**About this task:** Please repeat only these lines, exactly: the one containing "Mark each instance of the distant" and all that come after it in the material.

**Supplied data:**
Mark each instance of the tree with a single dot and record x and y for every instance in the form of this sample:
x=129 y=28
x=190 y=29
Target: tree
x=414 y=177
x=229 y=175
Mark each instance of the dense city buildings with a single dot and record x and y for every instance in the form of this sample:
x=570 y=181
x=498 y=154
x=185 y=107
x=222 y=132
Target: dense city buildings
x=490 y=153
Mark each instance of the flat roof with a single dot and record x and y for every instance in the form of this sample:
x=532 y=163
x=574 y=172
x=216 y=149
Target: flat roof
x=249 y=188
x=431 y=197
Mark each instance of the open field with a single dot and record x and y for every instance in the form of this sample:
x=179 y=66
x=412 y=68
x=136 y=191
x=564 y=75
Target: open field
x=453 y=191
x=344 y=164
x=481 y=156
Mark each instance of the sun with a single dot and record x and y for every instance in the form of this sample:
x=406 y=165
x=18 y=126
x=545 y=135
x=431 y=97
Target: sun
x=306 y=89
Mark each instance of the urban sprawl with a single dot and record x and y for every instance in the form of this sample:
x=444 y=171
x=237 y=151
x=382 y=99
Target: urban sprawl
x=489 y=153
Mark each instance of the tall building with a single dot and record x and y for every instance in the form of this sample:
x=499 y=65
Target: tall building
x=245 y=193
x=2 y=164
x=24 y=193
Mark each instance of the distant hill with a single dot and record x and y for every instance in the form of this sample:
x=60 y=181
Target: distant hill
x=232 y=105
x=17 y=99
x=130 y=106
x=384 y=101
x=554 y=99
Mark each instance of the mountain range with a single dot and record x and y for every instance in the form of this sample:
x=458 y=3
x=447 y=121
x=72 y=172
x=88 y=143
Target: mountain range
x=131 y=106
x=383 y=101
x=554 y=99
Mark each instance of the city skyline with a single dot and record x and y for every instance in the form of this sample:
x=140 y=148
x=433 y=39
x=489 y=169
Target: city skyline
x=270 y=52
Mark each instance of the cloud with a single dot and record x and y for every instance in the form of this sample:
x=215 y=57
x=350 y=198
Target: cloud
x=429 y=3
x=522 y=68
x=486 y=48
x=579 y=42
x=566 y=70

**Written solution:**
Mark each instance of the distant hill with a single dot and record x and y for every instance in the form of this sample:
x=60 y=181
Target: distant hill
x=232 y=105
x=17 y=99
x=130 y=106
x=384 y=101
x=554 y=99
Mark each instance of the mountain range with a single dot and record x and y for every instance in the form of this sample:
x=458 y=3
x=447 y=121
x=72 y=172
x=88 y=143
Target: mountain range
x=131 y=106
x=383 y=101
x=554 y=99
Mark each instance of the city skyline with a single dot and record x and y for every instance in the form of this sample:
x=140 y=148
x=433 y=39
x=489 y=169
Target: city skyline
x=270 y=52
Mark each instance of the cloud with a single dot and record x and y for every instance in the form of this sample:
x=215 y=57
x=350 y=198
Target: cloud
x=429 y=3
x=522 y=68
x=486 y=48
x=579 y=42
x=566 y=70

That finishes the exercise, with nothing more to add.